**TASK:** According to the documentary text, what did Schenck's youngest daughter eat before her life-threatening reaction?

(EXTRACT TO READ)

The Invisible Extinction is the film that Sarah Schenck wishes she had seen before having her children. The documentary investigates the impact antibiotics have on our microbiome and how their overuse has led to a rise in modern-day food allergies, amongst other afflictions. “Sometimes you really need to take antibiotics, and they’re miracles. But what our film wants to explore is the collateral damage,” the co-director tells me, from her home in Brooklyn.
Schenck’s devotion to the subject began many years ago, when her youngest daughter suffered a life-threatening reaction after eating a cookie. It was a traumatic 24 hours that left the family with many questions. What puzzled Schenck the most was that her children had already been tested for allergies, and her youngest had been cleared. “We have the most miraculous, sophisticated advanced medicine and yet nobody knows why my kid suddenly became allergic to pecans and almost died.”

(End EXTRACT TO READ)
(SUPPLIED RECORDS)

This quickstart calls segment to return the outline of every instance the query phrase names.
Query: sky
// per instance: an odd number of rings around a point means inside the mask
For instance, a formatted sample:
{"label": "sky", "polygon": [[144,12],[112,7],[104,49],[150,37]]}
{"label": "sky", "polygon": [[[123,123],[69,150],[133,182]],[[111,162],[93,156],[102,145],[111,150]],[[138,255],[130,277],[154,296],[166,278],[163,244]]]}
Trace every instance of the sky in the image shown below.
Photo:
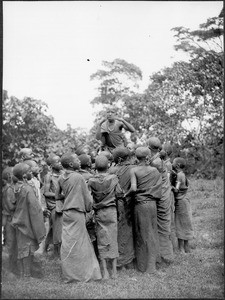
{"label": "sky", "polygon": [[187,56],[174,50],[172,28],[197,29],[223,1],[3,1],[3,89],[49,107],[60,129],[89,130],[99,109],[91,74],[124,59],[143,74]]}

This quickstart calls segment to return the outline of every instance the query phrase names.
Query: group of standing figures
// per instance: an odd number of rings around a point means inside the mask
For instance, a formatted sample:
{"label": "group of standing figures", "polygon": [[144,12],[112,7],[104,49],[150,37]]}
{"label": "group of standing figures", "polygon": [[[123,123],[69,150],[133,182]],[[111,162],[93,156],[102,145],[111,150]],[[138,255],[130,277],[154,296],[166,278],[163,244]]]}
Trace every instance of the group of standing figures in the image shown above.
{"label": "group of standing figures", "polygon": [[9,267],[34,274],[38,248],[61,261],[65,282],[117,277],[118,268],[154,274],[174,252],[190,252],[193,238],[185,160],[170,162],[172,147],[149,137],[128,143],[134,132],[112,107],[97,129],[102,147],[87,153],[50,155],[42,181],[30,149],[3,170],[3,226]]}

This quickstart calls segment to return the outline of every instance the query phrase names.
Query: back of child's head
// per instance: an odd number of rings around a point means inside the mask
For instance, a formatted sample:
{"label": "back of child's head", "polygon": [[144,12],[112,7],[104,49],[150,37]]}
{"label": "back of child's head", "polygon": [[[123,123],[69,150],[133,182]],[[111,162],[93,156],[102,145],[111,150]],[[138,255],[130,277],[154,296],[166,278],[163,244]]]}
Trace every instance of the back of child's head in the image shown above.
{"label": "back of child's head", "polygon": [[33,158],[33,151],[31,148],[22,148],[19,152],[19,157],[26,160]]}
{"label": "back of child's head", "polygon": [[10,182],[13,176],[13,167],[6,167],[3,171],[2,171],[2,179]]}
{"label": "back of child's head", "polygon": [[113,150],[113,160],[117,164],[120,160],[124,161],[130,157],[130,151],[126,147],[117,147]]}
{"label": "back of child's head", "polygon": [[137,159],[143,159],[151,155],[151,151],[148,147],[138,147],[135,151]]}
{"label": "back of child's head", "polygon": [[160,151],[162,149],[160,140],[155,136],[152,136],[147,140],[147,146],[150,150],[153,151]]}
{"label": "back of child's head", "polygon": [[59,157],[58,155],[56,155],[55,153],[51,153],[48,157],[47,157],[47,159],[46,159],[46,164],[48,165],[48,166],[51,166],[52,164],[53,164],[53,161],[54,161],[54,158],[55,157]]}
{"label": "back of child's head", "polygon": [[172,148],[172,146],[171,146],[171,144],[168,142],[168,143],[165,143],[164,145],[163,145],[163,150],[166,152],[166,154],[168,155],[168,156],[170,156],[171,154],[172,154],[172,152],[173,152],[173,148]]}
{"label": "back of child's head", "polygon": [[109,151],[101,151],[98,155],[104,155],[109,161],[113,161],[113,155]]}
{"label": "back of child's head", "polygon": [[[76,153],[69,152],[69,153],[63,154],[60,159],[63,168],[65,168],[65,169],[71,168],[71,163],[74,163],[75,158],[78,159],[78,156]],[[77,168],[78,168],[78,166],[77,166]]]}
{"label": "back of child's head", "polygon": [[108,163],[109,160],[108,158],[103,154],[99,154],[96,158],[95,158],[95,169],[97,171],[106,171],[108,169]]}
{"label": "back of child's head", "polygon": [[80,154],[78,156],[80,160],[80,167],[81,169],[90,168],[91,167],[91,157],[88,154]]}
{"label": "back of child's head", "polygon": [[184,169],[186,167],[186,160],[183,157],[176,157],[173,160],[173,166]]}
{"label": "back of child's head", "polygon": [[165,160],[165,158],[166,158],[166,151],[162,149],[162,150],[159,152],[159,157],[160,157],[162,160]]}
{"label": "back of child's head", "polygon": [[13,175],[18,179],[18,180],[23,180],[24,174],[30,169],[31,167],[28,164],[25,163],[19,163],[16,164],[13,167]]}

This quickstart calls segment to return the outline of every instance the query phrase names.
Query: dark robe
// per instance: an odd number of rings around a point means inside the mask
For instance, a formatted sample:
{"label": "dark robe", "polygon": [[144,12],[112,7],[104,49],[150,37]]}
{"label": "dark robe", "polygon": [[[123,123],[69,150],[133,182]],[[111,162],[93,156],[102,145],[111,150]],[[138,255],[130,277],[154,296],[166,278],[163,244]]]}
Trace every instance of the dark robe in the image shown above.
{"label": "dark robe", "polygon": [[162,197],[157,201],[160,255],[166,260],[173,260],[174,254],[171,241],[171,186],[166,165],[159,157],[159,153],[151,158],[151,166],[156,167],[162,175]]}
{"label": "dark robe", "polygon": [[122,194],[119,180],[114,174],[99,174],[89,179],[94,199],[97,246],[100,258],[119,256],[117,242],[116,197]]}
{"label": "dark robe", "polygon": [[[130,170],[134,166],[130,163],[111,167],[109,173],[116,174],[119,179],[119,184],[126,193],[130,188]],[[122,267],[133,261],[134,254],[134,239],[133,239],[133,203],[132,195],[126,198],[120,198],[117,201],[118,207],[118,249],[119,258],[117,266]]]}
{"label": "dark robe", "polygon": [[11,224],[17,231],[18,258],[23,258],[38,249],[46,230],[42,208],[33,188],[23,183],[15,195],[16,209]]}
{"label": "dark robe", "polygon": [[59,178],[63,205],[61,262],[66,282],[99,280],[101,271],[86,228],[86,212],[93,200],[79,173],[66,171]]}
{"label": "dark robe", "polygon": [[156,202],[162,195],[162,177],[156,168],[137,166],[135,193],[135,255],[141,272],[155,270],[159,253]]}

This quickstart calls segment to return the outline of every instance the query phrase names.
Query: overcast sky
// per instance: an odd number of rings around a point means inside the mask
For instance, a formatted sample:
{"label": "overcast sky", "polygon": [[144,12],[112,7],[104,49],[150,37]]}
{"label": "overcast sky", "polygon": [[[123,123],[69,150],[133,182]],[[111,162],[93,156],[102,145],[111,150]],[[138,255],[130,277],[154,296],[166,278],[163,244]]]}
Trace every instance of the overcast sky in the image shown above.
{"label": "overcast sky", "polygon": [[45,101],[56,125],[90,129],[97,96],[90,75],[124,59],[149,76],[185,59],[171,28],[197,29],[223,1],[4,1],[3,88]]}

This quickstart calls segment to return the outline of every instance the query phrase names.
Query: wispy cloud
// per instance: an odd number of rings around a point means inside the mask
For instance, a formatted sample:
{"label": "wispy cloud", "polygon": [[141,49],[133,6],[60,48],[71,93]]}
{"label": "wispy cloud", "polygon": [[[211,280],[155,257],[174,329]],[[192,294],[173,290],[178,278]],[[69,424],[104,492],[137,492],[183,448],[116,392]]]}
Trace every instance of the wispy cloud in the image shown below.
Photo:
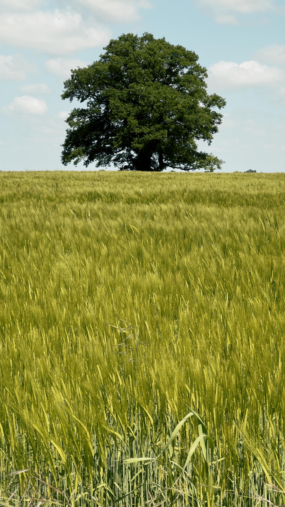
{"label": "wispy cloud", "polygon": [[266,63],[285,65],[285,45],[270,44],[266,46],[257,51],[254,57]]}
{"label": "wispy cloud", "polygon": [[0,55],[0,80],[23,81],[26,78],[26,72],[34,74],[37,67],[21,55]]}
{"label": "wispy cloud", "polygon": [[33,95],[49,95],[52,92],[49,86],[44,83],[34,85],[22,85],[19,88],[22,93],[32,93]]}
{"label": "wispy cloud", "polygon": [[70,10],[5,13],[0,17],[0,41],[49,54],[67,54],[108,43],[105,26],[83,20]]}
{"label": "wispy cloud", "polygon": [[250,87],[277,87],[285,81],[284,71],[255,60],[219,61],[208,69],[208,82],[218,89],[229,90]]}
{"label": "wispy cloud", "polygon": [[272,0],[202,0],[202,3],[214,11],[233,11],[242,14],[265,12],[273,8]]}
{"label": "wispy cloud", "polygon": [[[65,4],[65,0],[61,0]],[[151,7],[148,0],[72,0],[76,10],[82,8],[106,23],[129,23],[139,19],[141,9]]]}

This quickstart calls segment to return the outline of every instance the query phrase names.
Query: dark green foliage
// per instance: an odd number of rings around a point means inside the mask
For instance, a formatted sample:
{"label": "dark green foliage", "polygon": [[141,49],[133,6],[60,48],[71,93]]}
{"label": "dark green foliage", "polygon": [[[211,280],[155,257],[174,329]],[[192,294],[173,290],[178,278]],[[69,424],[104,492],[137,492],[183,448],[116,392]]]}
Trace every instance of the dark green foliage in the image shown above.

(End SUPPLIED RECORDS)

**PROBLEM SOLUTION:** She ate a cookie.